╭─ Text to read

Can you fall in love with a robot?
It’s a question that has been widely explored by sci-fi novelists and filmmakers for decades.
Her and Ex Machina – both Oscar nominated – revolve around protagonists developing deep, romantic feelings for some form of artificial intelligence.
Our fascination with this concept isn’t difficult to unpick: a romantic relationship with a machine takes away all of the messiness and unpleasantness of human emotion and leaves you with something that is much simpler and easier to comprehend, if relatively sterile.
It feels like a fantasy because, for the moment at least, it remains one.
But just how likely is it that we will willingly abandon our innate need for human touch and interaction and what will the implications be for humanity if we do?
Relationship coach and neuroscientist Bobbi Banks thinks robotic partners could definitely be on the cards in the not too distant future.
‘Forming romantic and sexual relationships with robots will be widespread by 2050,’ Bobbi tells Metro.co.uk.
‘The way we experience love and connection today is changing.
‘Technology is so intertwined in our day-to-day lives that I have already seen a significant rise in the number of long-distance and online relationships.
‘People report feeling close and emotionally connected to their romantic partner but also say that not being able to see each other creates feelings of jealousy and uncertainty of the stability of the relationship.’
Bobbi thinks that that jealousy could be removed by having a robotic partner.
‘It would provide the affection, company and love without the fear of rejection, being cheated on, or the heartbreak after a breakup,’ she says.
‘It would give people full control over their love life and it would allow them to create the “perfect partner” but it would do more bad than good.
‘Having your needs met on demand and always getting your way could lead to higher levels of life dissatisfaction and depression due to not being able to cope with life’s obstacles as well as you would have been able to initially.
‘What makes a relationship worth having is the human connection and learning to love each other despite our faults. We need to embrace the struggles in life and learn from the pain as that’s what makes us stronger and teaches us to be better.’
Relationships expert Sarah Louise Ryan has noticed a worrying trend in people pulling away from human connections as our reliance on the digital increases.
‘The number of people choosing robotic partners will increase unless we address the problems that online dating and technology are causing for our mental health,’ says Sarah.
‘I fear that humans are becoming more disposable than ever to each other romantically; ghosting each other, disappearing when the going gets tough or giving up because of online dating burnout.
‘Human beings are losing the art of dealing with conflict in real life and the ability to deal with different tricky scenarios with real human beings, romantic or not.’
Having witnessed the revolution of online dating, Sarah is worried about how far we are willing to take our romantic lives into the realms of the digital.
‘Virtual relationships have been a huge concern to me for a long time now,’ says Sarah.
‘I have first-hand experience of speaking to singles who have suffered rejection online and inevitably feel lonely because nothing can ever replace human touch, connection or the feel-good factor that comes from communicating with someone who has the same wants, needs and interests as you in a partnership.
‘I can’t speak for what will exist by 2050 but right now we cannot experience the magic of building a family with any virtual relationship or robotic romance.
‘those who spend their time online trying to fill the romantic void are losing the art of flirtation and missing real opportunities to fall in love.’
But the storylines from Hollywood come from somewhere.

╰─
╭─ Extracted records

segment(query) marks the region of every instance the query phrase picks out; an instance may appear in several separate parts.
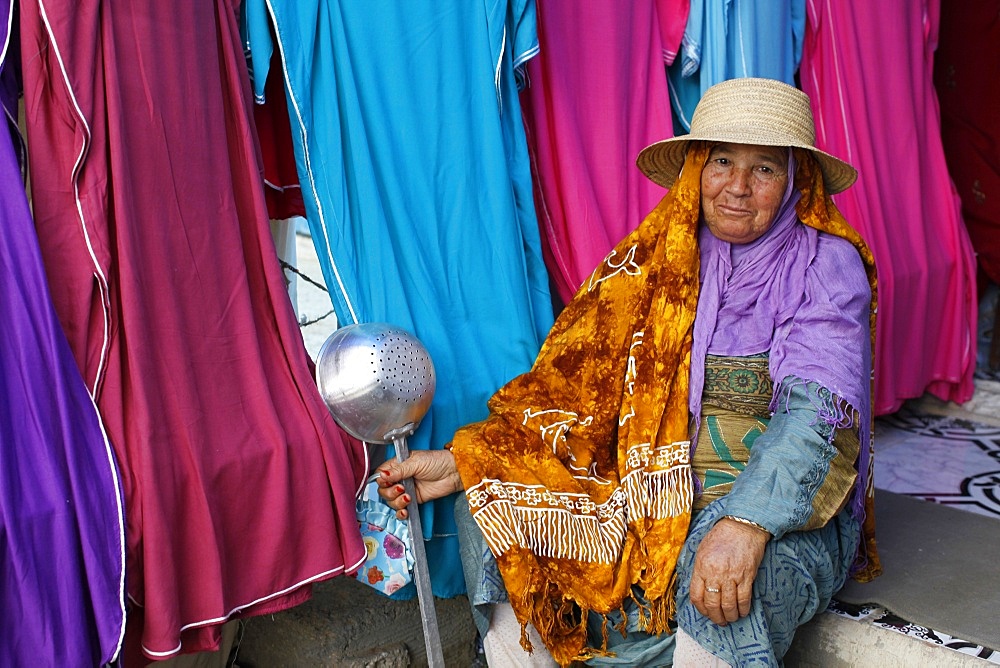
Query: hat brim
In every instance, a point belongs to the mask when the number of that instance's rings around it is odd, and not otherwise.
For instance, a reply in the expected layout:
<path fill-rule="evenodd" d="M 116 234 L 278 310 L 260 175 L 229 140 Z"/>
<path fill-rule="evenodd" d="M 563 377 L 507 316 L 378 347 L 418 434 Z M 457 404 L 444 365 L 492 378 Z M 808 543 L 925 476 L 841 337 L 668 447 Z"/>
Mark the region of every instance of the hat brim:
<path fill-rule="evenodd" d="M 753 144 L 765 146 L 792 146 L 810 151 L 819 163 L 823 172 L 823 185 L 827 193 L 835 195 L 851 187 L 858 179 L 858 171 L 839 158 L 825 153 L 815 146 L 801 144 L 772 143 L 760 138 L 754 141 L 733 141 L 731 138 L 696 137 L 681 135 L 650 144 L 639 152 L 635 160 L 636 166 L 653 183 L 670 188 L 677 180 L 677 175 L 684 165 L 684 155 L 688 143 L 692 141 L 725 142 L 730 144 Z"/>

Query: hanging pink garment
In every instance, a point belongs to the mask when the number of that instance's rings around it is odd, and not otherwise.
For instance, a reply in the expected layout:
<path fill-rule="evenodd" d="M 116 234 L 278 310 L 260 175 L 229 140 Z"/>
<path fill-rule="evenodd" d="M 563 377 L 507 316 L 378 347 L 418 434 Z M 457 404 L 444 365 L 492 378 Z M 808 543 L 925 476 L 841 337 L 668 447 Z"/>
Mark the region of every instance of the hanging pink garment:
<path fill-rule="evenodd" d="M 817 144 L 857 167 L 834 199 L 879 277 L 875 411 L 972 396 L 975 259 L 931 75 L 939 0 L 809 0 L 800 77 Z"/>
<path fill-rule="evenodd" d="M 564 302 L 663 196 L 635 157 L 673 136 L 664 67 L 688 7 L 538 3 L 540 50 L 521 101 L 545 263 Z"/>
<path fill-rule="evenodd" d="M 366 455 L 285 293 L 238 6 L 20 5 L 38 237 L 121 468 L 127 635 L 151 659 L 216 649 L 227 618 L 366 556 Z"/>

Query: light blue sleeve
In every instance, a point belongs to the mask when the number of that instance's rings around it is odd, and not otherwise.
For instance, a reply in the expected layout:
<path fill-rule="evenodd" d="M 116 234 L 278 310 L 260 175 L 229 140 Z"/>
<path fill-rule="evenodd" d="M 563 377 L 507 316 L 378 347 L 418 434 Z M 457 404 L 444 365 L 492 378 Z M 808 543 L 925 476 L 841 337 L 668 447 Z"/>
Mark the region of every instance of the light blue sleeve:
<path fill-rule="evenodd" d="M 781 401 L 767 431 L 754 442 L 746 469 L 721 500 L 724 514 L 756 522 L 775 538 L 809 521 L 813 499 L 839 454 L 831 443 L 832 427 L 819 419 L 818 402 L 812 399 L 829 392 L 813 382 L 786 384 L 787 401 Z"/>

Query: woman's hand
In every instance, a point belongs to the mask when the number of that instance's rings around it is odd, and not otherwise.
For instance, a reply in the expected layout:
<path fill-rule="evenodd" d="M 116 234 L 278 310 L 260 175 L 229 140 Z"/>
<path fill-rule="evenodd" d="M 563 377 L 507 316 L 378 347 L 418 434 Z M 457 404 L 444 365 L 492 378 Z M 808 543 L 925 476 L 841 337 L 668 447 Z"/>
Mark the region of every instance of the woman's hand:
<path fill-rule="evenodd" d="M 455 457 L 450 450 L 415 450 L 406 461 L 390 459 L 378 467 L 378 493 L 396 511 L 396 517 L 405 520 L 410 495 L 401 481 L 413 478 L 417 503 L 439 499 L 462 491 L 462 479 L 455 467 Z"/>
<path fill-rule="evenodd" d="M 753 581 L 770 538 L 726 517 L 705 534 L 691 572 L 691 602 L 698 612 L 719 626 L 750 613 Z"/>

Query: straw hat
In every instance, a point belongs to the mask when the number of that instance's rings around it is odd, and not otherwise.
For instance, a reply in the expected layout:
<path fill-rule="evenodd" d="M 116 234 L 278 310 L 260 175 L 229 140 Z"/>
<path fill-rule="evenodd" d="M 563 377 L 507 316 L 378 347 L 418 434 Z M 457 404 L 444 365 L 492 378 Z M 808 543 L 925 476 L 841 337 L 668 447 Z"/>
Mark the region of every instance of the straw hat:
<path fill-rule="evenodd" d="M 858 178 L 853 167 L 815 147 L 809 96 L 773 79 L 730 79 L 715 84 L 695 108 L 690 134 L 647 146 L 636 165 L 653 182 L 669 188 L 692 140 L 808 149 L 819 162 L 831 195 L 846 190 Z"/>

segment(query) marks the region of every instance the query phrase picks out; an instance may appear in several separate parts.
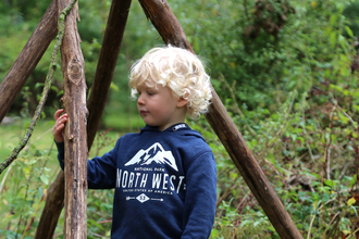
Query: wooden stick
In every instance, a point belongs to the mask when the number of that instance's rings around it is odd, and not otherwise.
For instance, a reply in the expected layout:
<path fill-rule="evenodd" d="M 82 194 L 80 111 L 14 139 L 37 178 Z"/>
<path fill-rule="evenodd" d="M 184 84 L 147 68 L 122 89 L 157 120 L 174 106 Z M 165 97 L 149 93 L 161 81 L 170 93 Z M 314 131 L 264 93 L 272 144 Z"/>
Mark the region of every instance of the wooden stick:
<path fill-rule="evenodd" d="M 55 0 L 52 0 L 40 23 L 0 84 L 0 123 L 57 33 L 57 3 Z"/>
<path fill-rule="evenodd" d="M 108 91 L 110 90 L 115 67 L 115 62 L 112 61 L 115 61 L 119 56 L 131 2 L 131 0 L 112 1 L 100 52 L 100 59 L 98 62 L 91 93 L 87 102 L 87 108 L 89 110 L 89 117 L 87 121 L 88 149 L 91 148 L 100 124 L 100 118 L 103 113 L 106 98 L 108 96 Z M 51 239 L 53 236 L 64 201 L 64 174 L 62 171 L 52 183 L 50 189 L 35 239 Z"/>
<path fill-rule="evenodd" d="M 89 149 L 100 126 L 120 53 L 123 33 L 125 32 L 131 2 L 131 0 L 112 1 L 95 79 L 87 101 L 89 111 L 87 140 Z"/>
<path fill-rule="evenodd" d="M 185 47 L 193 52 L 181 24 L 165 0 L 139 0 L 139 2 L 165 43 Z M 227 150 L 232 161 L 281 238 L 302 238 L 214 89 L 212 93 L 213 99 L 210 113 L 206 115 L 207 121 Z"/>

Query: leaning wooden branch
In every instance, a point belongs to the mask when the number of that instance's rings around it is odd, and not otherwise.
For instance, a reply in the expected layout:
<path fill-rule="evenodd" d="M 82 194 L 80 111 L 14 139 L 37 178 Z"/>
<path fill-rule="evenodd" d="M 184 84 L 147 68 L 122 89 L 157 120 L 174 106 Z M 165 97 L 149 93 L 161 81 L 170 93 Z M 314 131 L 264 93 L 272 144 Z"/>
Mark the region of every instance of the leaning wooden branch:
<path fill-rule="evenodd" d="M 75 2 L 75 1 L 74 1 Z M 35 114 L 33 116 L 32 123 L 29 124 L 29 126 L 27 127 L 27 131 L 24 135 L 22 141 L 18 143 L 18 146 L 13 150 L 12 154 L 0 164 L 0 174 L 14 161 L 16 160 L 18 153 L 22 151 L 22 149 L 24 149 L 24 147 L 26 146 L 26 143 L 28 142 L 29 138 L 33 135 L 34 131 L 34 127 L 36 126 L 37 122 L 39 121 L 39 117 L 41 115 L 41 112 L 44 110 L 44 105 L 46 103 L 46 100 L 48 98 L 48 93 L 49 93 L 49 89 L 51 87 L 51 83 L 52 83 L 52 77 L 53 77 L 53 73 L 57 70 L 57 54 L 59 52 L 61 42 L 62 42 L 62 38 L 63 38 L 63 33 L 64 33 L 64 18 L 67 15 L 67 13 L 70 12 L 70 10 L 73 8 L 74 3 L 69 4 L 60 14 L 59 17 L 59 34 L 57 37 L 57 43 L 52 50 L 52 60 L 51 60 L 51 64 L 50 64 L 50 68 L 49 72 L 46 76 L 46 81 L 45 81 L 45 87 L 41 93 L 41 98 L 40 98 L 40 102 L 36 108 Z"/>
<path fill-rule="evenodd" d="M 59 0 L 59 10 L 76 0 Z M 62 14 L 60 14 L 62 17 Z M 62 103 L 67 122 L 64 128 L 65 219 L 64 238 L 87 238 L 87 108 L 85 61 L 77 32 L 78 5 L 65 18 L 61 47 L 64 95 Z"/>
<path fill-rule="evenodd" d="M 139 2 L 165 43 L 185 47 L 193 51 L 181 24 L 165 0 L 139 0 Z M 214 89 L 212 89 L 212 95 L 210 113 L 206 115 L 207 121 L 222 141 L 240 175 L 281 238 L 302 238 Z"/>
<path fill-rule="evenodd" d="M 14 103 L 52 39 L 57 36 L 58 15 L 55 10 L 55 0 L 52 0 L 7 76 L 2 81 L 0 80 L 0 122 Z"/>
<path fill-rule="evenodd" d="M 110 84 L 115 68 L 115 61 L 119 56 L 131 2 L 131 0 L 112 1 L 94 85 L 87 102 L 87 108 L 89 110 L 89 117 L 87 121 L 88 149 L 91 148 L 103 113 L 106 96 L 108 96 L 110 90 Z M 53 236 L 64 201 L 64 173 L 62 171 L 52 183 L 50 189 L 35 239 L 50 239 Z"/>

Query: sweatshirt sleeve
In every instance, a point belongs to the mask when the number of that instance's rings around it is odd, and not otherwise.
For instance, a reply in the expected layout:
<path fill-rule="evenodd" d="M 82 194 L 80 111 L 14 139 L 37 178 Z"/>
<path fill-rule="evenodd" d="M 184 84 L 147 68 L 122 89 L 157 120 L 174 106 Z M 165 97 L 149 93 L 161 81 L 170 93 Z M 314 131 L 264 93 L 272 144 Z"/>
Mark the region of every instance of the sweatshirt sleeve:
<path fill-rule="evenodd" d="M 55 142 L 58 147 L 58 160 L 64 169 L 64 142 Z M 116 154 L 120 140 L 110 152 L 102 156 L 96 156 L 87 161 L 87 184 L 89 189 L 114 188 L 116 178 Z"/>
<path fill-rule="evenodd" d="M 215 161 L 212 152 L 206 152 L 191 163 L 186 173 L 185 228 L 182 239 L 210 237 L 215 203 Z"/>

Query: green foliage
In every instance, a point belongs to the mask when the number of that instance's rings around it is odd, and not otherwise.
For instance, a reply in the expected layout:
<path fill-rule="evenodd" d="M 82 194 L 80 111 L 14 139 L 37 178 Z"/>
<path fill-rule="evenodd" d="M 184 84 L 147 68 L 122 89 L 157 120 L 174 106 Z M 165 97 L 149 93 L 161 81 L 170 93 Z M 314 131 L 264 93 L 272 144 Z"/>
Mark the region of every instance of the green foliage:
<path fill-rule="evenodd" d="M 7 49 L 0 51 L 1 79 L 48 4 L 30 3 L 26 7 L 23 1 L 0 1 L 0 46 Z M 89 89 L 110 4 L 111 1 L 79 2 L 78 29 Z M 169 4 L 195 52 L 205 59 L 228 114 L 302 236 L 356 237 L 359 66 L 355 13 L 358 1 L 171 0 Z M 136 103 L 129 100 L 128 68 L 148 49 L 160 43 L 160 36 L 146 20 L 139 3 L 133 2 L 102 128 L 135 131 L 140 126 Z M 12 114 L 22 118 L 32 115 L 49 62 L 47 52 L 16 100 Z M 61 106 L 60 71 L 54 79 L 46 110 L 50 116 L 53 104 Z M 25 128 L 27 123 L 21 121 Z M 216 159 L 218 207 L 211 238 L 278 238 L 205 118 L 188 123 L 203 135 Z M 99 136 L 91 155 L 113 146 L 119 135 L 108 138 L 108 134 L 111 131 Z M 0 141 L 0 149 L 10 151 L 13 136 L 3 131 L 1 136 L 7 141 Z M 44 144 L 46 148 L 29 148 L 32 158 L 25 154 L 7 180 L 14 187 L 8 187 L 5 196 L 0 196 L 0 212 L 7 215 L 0 221 L 3 230 L 0 234 L 10 235 L 9 238 L 23 235 L 26 223 L 41 203 L 41 193 L 53 179 L 46 168 L 59 168 L 55 155 L 51 155 L 55 166 L 44 165 L 49 152 L 46 150 L 51 147 L 48 142 Z M 33 159 L 40 159 L 42 164 L 32 164 Z M 32 172 L 32 178 L 26 177 L 26 172 Z M 42 191 L 33 189 L 29 180 Z M 89 238 L 109 237 L 112 196 L 109 190 L 89 191 Z M 15 210 L 14 215 L 11 209 Z M 62 225 L 63 217 L 55 234 L 62 232 Z M 36 222 L 25 236 L 32 237 L 35 226 Z"/>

╰─

• [Objective 1]
Do the following statements agree with the robot romance article? For each, answer yes or no and quote the words of the article that decide it.
(a) Bobbi Banks predicts that romantic and sexual relationships with robots will be widespread by 2050.
(b) Sarah Louise Ryan is described as a neuroscientist.
(c) Bobbi Banks says a robotic partner would do more good than bad.
• [Objective 2] Reproduce word for word the part of the robot romance article that begins at the words "But just how" and ends after the words "today is changing.".
• [Objective 3]
Answer these questions from the robot romance article:
(a) Which two films does it name?
(b) To which website does Bobbi Banks give her prediction?
(c) According to Sarah Louise Ryan, what will happen to the number of people choosing robotic partners unless the problems she mentions are addressed?

• [Reply 1]
(a) Yes: "Forming romantic and sexual relationships with robots will be widespread by 2050"
(b) No: "Relationships expert Sarah Louise Ryan"
(c) No: "but it would do more bad than good."

• [Reply 2]
But just how likely is it that we will willingly abandon our innate need for human touch and interaction and what will the implications be for humanity if we do?
Relationship coach and neuroscientist Bobbi Banks thinks robotic partners could definitely be on the cards in the not too distant future.
‘Forming romantic and sexual relationships with robots will be widespread by 2050,’ Bobbi tells Metro.co.uk.
‘The way we experience love and connection today is changing.

• [Reply 3]
(a) Her and Ex Machina
(b) Metro.co.uk
(c) It will increase.